**Given records**
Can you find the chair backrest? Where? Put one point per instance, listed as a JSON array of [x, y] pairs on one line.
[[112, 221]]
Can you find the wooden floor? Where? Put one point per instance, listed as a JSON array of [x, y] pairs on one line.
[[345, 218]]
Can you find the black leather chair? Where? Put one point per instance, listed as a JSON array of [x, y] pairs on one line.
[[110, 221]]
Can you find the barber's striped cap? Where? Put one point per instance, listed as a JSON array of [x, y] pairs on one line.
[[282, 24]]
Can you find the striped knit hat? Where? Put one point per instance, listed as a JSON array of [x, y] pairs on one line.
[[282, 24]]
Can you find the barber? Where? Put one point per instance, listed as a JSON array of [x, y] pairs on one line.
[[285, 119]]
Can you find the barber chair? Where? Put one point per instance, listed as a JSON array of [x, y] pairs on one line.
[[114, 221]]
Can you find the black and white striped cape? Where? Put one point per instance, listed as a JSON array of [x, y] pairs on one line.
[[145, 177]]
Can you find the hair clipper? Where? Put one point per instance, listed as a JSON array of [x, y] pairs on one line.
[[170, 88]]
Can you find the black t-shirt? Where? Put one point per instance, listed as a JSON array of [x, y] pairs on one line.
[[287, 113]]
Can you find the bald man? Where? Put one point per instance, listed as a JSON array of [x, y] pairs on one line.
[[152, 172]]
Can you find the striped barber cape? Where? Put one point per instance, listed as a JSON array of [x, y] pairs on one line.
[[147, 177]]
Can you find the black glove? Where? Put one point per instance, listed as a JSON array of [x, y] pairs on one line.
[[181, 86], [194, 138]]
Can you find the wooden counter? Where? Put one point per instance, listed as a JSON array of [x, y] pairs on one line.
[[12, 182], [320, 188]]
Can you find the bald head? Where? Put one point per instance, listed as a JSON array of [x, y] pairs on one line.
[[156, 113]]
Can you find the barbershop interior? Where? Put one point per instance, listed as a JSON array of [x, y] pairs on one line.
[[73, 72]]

**Exercise directions**
With the material above as the source, restate each line word for word.

**Written response**
Can you find the chair backrest? Where? Put one point per instance, listed as a JSON array of [x, y] pairs on one line.
[[112, 221]]
Can you find the wooden floor? Where? Put one point per instance, listed as a JSON array of [x, y] pairs on one line.
[[345, 218]]
Can you find the black leather chair? Where? Put one point per instance, listed as a JSON array of [x, y] pairs on one line.
[[110, 221]]
Can you find the barber's striped cap? Where? Put one point per instance, listed as a JSON array of [x, y] pairs on one line.
[[282, 24]]
Can you find the striped knit hat? Where? Put one point per instance, listed as a JSON array of [x, y] pairs on one line.
[[282, 24]]
Can you find the barber? Where? Put one point per instance, listed as a JSON array of [x, y] pairs on one line.
[[285, 119]]
Can you find the barber chair? Where? Put one point per instance, listed as a JSON array of [x, y] pairs on one line.
[[114, 221]]
Can you find the black and white striped cape? Where? Put one point per instance, listed as a JSON array of [x, y] pairs on one line.
[[145, 177]]
Can you find the hair clipper? Where? Put one point per instance, listed as a JSON array of [x, y] pairs on one line.
[[170, 88]]
Can you find the black t-shirt? Where? Put one point per instance, listed as a JSON array of [x, y] pairs on one line.
[[287, 113]]
Can you find the bald man? Where? Put one point per instance, listed as a JSON array of [x, y] pairs on one line.
[[152, 172]]
Can you find the striped barber cape? Where? Put one point per instance, listed as a JSON array of [x, y] pairs on one line.
[[147, 177]]
Can you find the black glove? Where? Put one point per instance, listed as a JSON array of [x, y] pairs on one line.
[[181, 86], [194, 138]]
Can you find the wooden counter? Where? Put one point per instance, listed as a JSON array of [x, y] pairs on one line.
[[12, 182], [320, 188]]
Can you find the bald head? Where? Put one point per instance, listed as a JSON array of [x, y] pairs on one line.
[[156, 113]]
Can you find the barbershop interior? Where? Put one point per instance, listed as a JSON array of [x, y] pairs on one line.
[[73, 72]]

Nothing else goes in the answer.